--- MATERIAL SHOWN Enclosed Below ---
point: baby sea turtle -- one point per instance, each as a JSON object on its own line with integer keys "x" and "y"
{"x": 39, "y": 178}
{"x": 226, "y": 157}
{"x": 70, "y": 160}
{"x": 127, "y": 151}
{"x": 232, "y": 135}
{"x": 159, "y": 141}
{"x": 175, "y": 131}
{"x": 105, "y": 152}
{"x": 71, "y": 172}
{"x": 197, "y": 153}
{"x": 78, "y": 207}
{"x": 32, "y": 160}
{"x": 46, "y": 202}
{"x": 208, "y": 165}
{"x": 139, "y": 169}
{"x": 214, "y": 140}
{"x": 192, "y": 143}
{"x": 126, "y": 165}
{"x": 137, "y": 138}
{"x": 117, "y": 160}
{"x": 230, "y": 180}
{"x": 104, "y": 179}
--- End of Enclosed MATERIAL SHOWN ---
_YOUR INSTRUCTIONS_
Copy the records above exactly as they appear.

_OUTPUT OF THE EXERCISE_
point: baby sea turtle -- one point per instance, each as a JSON object on its own line with integer keys "x" and "y"
{"x": 39, "y": 178}
{"x": 226, "y": 157}
{"x": 70, "y": 160}
{"x": 127, "y": 151}
{"x": 232, "y": 135}
{"x": 159, "y": 141}
{"x": 175, "y": 131}
{"x": 105, "y": 152}
{"x": 71, "y": 172}
{"x": 197, "y": 153}
{"x": 78, "y": 207}
{"x": 32, "y": 160}
{"x": 46, "y": 202}
{"x": 208, "y": 165}
{"x": 139, "y": 169}
{"x": 214, "y": 140}
{"x": 192, "y": 143}
{"x": 126, "y": 165}
{"x": 137, "y": 138}
{"x": 117, "y": 160}
{"x": 230, "y": 180}
{"x": 104, "y": 179}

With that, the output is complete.